YOUR OBJECTIVE ::
Update the data below by changing each "evenodd" to "nonzero" and leaving everything else the same. Leave the pictures out of your version.

THE RECORDS ::

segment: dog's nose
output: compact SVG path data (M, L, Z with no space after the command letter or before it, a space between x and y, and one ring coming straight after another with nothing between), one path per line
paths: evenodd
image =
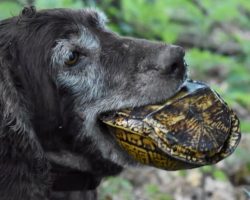
M184 56L185 51L182 47L167 46L160 52L157 65L163 73L181 77L185 73Z

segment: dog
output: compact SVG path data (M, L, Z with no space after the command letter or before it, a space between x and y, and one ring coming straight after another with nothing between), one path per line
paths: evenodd
M93 9L34 7L0 21L1 200L96 199L103 177L137 164L98 116L169 98L185 52L106 23Z

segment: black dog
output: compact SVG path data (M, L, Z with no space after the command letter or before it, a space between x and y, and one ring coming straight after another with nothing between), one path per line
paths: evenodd
M183 83L181 47L120 37L105 22L33 7L0 22L1 200L95 199L87 190L135 163L98 116L161 102ZM83 192L53 193L71 189Z

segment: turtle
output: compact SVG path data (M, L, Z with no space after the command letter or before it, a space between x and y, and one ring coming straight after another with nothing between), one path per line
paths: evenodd
M235 112L194 80L162 103L111 111L100 120L133 159L165 170L215 164L232 154L241 138Z

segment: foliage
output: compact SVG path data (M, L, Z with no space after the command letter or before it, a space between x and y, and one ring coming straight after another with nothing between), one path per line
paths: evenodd
M0 19L17 15L26 0L0 0ZM250 133L250 3L246 0L27 0L38 9L98 7L109 17L108 26L122 34L162 40L186 48L190 76L209 82L241 118ZM240 151L240 149L239 149ZM241 152L247 159L247 152ZM244 157L244 158L243 158ZM249 158L248 158L249 160ZM213 166L201 169L214 179L227 175ZM247 169L249 174L249 168ZM181 171L185 177L187 171ZM244 174L245 176L245 174ZM103 182L100 199L134 200L133 184L123 178ZM122 191L122 192L121 192ZM148 199L170 200L158 186L147 184Z
M0 1L0 19L18 14L25 0ZM250 132L250 3L245 0L35 0L39 8L99 7L122 35L186 46L191 77L211 83L233 106L246 110ZM153 14L152 14L153 13Z

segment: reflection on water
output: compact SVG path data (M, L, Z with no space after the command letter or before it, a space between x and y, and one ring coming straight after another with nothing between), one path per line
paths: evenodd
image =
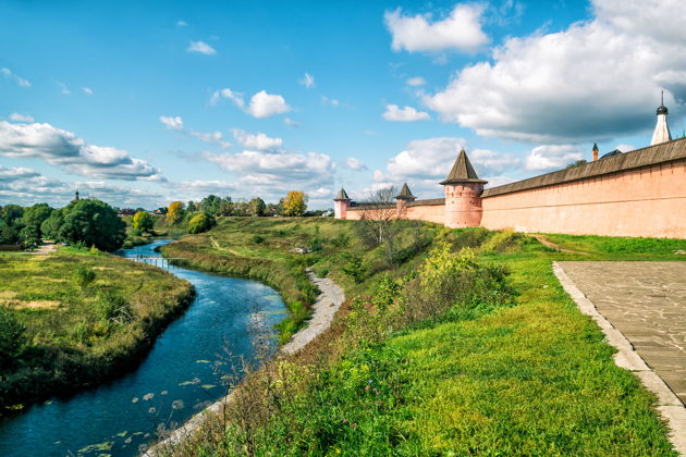
M166 243L137 246L122 255L159 258L155 248ZM169 271L189 281L197 296L140 367L0 422L0 456L136 455L140 444L154 440L160 423L183 422L224 395L228 373L220 356L225 342L233 355L249 359L250 324L273 333L271 328L285 313L283 301L256 281L183 268Z

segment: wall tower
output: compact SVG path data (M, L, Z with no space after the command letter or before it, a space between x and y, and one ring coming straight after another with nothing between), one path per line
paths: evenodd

EXERCISE OUTPUT ::
segment: dog's nose
output: compact SVG path data (M, L, Z with no space after the command letter or before it, a space between x and y, and one ring coming straight after another with nothing between), one path per line
paths: nonzero
image =
M184 56L185 51L182 47L167 46L160 52L157 65L163 73L181 77L185 73Z

segment: dog
output: compact SVG path data (M, L, Z with no space after the command letter or before it, a space between x and y, and one ring coming straight after another with nothing between), one path per line
paths: nonzero
M93 9L34 7L0 21L1 200L96 199L103 177L137 164L98 116L169 98L185 52L106 23Z

segment: black dog
output: compact SVG path data (M, L, Z with no space after the command letter or before it, a space between x and y, and one ring coming straight after another with nothing between), one path per line
paths: nonzero
M183 83L181 47L120 37L105 22L33 7L0 22L1 200L95 199L87 190L135 163L98 116L161 102ZM83 192L53 193L71 189Z

segment: turtle
output: compact SVG path data (M, L, Z with no space after the command letter or before it, a space between x and y, and one ring coming straight after another with nothing between), one path per line
paths: nonzero
M235 112L194 80L162 103L111 111L100 120L133 159L165 170L215 164L232 154L241 138Z

segment: foliage
output: compact SVG path data (M, L, Z with no space after the command letter or before it, a space between x and y, and one ring coming straight after another with nothing between), one path per line
paths: nonzero
M0 19L17 15L26 0L0 0ZM250 133L250 3L246 0L27 0L38 9L98 7L109 17L108 26L122 34L162 40L186 48L190 76L209 82L241 118ZM240 151L240 149L239 149ZM241 152L247 159L247 152ZM244 157L244 158L243 158ZM249 158L248 158L249 160ZM213 166L201 169L214 179L227 175ZM247 169L249 174L249 168ZM181 171L185 177L187 171ZM244 174L245 176L245 174ZM103 182L100 199L134 200L133 184L123 178ZM122 191L122 192L121 192ZM148 199L170 200L158 186L147 184Z
M0 1L0 19L18 14L25 0ZM250 132L250 3L245 0L35 0L39 8L99 7L122 35L186 46L191 77L211 83L233 106L246 110ZM153 14L152 14L153 13Z

segment: reflection on water
output: compact SVG path data (M, L, Z with no space after the command letter or before it, a space between x and y, and one ring coming straight after another with nothing between), one path per line
paths: nonzero
image =
M166 243L137 246L122 255L159 258L155 248ZM169 271L189 281L197 296L140 367L0 422L0 456L136 455L140 444L154 440L160 423L183 422L224 395L228 373L220 356L225 342L233 355L249 359L250 324L273 333L271 328L285 313L283 301L256 281L183 268Z

segment: wall tower
output: compact SVG path data (M, L, Z with no space after the command letter or before it, a space between x and y, and one ring coming straight after another with nothing between), one path per line
paths: nonzero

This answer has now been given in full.